- _Task prompt_:
State how many of the lines below contain the string "open", with uppercase and lowercase letters treated as distinct. Give the number alone.
☆ ☆ ☆ ☆
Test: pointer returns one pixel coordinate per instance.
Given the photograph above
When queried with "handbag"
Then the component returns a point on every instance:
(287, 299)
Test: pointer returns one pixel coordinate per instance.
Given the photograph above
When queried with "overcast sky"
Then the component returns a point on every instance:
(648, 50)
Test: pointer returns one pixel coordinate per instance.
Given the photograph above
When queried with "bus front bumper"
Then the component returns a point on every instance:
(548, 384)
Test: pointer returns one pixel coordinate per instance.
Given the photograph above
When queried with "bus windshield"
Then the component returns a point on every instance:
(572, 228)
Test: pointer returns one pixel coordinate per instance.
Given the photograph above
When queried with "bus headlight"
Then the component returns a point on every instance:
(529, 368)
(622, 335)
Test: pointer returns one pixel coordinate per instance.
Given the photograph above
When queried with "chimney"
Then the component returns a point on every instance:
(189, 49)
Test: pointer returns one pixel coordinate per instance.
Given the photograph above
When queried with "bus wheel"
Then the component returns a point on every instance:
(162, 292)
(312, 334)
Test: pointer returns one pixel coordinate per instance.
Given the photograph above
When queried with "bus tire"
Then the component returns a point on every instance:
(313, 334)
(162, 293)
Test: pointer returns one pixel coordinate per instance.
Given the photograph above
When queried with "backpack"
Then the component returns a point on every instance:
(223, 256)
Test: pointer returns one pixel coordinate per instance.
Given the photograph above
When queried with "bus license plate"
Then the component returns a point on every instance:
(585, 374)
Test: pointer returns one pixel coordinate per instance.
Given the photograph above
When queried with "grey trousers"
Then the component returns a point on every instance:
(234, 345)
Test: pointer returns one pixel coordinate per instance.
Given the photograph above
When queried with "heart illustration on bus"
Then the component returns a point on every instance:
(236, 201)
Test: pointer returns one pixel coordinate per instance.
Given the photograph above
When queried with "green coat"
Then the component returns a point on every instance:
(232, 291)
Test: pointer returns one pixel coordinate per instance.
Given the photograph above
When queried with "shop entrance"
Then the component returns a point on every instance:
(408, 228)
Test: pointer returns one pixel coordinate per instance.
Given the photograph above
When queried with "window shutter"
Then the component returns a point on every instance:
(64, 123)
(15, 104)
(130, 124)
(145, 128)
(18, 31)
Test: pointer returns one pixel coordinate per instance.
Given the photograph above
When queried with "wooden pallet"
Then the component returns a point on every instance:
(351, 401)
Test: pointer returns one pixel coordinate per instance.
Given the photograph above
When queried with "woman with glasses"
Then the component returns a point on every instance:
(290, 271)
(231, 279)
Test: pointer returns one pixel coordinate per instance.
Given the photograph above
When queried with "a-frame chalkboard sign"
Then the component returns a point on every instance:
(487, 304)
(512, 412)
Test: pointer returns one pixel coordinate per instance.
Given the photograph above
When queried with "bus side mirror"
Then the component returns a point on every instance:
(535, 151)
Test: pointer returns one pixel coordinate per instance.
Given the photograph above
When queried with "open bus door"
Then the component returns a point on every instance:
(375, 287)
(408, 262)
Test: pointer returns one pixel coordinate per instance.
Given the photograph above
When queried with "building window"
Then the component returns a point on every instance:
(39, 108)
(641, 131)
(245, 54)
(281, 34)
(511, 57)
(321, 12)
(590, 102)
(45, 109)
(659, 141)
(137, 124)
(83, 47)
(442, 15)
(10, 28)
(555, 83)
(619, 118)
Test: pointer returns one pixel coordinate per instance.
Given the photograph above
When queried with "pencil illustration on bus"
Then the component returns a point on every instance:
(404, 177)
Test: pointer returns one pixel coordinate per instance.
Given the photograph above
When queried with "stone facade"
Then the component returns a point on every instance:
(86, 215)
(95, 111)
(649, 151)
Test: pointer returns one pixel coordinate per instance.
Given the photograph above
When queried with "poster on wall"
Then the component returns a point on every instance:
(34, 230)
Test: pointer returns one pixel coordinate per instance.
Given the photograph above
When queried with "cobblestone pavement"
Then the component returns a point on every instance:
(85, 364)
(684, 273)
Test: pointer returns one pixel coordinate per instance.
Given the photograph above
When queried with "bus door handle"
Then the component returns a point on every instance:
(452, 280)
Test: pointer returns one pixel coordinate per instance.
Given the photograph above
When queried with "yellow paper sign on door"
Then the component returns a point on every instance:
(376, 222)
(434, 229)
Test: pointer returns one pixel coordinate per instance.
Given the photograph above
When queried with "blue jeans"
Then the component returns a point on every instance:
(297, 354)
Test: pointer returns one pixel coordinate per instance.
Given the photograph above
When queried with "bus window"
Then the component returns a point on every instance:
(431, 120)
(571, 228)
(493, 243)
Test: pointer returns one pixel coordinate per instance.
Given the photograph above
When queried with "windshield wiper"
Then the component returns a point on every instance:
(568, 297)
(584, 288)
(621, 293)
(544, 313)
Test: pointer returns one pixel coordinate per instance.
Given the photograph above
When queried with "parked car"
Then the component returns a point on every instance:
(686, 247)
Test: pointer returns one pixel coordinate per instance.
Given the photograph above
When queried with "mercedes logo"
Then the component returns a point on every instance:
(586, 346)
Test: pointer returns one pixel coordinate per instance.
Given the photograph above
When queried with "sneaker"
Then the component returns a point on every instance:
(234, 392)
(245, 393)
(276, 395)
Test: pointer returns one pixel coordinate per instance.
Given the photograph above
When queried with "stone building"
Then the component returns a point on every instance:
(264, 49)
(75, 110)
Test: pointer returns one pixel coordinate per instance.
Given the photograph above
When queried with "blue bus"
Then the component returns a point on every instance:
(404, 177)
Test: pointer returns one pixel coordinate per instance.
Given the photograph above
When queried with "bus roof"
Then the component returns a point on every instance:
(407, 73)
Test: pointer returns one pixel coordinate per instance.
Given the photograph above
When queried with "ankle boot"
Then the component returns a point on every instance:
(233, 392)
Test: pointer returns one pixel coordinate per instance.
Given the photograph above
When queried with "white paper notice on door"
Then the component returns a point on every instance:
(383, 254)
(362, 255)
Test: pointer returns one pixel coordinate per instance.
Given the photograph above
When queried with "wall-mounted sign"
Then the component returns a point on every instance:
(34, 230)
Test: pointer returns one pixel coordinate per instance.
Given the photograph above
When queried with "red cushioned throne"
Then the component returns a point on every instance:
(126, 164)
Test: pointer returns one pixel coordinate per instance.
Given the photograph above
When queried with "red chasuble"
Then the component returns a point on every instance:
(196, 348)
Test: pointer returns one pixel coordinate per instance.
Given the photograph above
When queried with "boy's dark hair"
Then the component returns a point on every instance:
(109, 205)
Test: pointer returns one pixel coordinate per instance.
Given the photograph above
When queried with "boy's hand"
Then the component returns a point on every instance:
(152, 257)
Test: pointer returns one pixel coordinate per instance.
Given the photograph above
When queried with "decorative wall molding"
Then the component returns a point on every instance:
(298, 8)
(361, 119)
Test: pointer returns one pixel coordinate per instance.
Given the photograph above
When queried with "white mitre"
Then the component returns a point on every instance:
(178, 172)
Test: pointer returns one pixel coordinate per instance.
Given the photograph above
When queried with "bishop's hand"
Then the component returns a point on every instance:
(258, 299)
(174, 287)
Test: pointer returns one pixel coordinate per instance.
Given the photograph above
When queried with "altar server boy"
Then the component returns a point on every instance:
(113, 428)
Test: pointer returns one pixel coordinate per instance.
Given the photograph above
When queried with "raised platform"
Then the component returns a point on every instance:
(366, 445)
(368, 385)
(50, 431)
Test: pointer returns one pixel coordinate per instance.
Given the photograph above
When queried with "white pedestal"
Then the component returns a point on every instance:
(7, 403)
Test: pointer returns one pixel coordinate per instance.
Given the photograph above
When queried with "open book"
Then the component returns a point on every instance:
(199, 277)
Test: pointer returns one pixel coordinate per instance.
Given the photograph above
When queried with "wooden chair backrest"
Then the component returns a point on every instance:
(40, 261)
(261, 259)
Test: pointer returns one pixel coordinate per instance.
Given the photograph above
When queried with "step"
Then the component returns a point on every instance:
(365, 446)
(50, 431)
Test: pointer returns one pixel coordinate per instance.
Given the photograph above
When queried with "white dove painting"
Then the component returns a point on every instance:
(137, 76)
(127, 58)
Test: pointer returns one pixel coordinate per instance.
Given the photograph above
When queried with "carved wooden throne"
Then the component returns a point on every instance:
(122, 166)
☆ ☆ ☆ ☆
- _Task output_:
2